BEGIN
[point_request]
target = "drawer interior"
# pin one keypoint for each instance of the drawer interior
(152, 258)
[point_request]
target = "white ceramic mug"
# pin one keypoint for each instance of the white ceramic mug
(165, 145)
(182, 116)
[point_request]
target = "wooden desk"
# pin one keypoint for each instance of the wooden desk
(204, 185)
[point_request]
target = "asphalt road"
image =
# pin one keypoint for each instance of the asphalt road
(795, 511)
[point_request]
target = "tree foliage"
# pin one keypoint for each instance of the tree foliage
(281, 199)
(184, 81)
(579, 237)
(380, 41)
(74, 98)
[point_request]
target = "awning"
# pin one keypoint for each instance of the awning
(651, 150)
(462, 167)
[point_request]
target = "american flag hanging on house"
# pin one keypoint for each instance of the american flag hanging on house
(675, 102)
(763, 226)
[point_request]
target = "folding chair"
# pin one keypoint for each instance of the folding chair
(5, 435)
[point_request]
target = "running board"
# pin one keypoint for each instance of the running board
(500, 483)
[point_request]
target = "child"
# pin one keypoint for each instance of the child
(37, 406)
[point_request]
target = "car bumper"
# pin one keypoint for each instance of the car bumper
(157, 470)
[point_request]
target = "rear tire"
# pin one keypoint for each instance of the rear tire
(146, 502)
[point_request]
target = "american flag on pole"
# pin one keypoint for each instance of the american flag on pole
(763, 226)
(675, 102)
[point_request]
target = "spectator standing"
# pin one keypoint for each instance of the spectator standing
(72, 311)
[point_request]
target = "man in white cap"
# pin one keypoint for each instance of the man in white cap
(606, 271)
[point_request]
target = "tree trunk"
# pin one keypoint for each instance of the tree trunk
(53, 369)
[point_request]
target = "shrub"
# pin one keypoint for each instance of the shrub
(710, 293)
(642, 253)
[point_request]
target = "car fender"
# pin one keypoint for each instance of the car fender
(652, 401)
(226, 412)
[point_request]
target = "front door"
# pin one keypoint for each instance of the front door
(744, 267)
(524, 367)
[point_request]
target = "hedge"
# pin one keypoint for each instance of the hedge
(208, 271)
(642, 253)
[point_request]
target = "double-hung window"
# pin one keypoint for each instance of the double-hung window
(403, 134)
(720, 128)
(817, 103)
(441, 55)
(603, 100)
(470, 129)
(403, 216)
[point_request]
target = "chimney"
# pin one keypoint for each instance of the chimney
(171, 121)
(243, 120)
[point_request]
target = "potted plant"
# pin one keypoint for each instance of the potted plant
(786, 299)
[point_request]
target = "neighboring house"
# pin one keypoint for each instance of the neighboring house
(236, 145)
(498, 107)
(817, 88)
END
_Goal of the exercise_
Please gather every line in the records above that contains the word "chair", and copy each one in full.

_Worked answer_
target = "folding chair"
# pin one keypoint for each instance of the folding chair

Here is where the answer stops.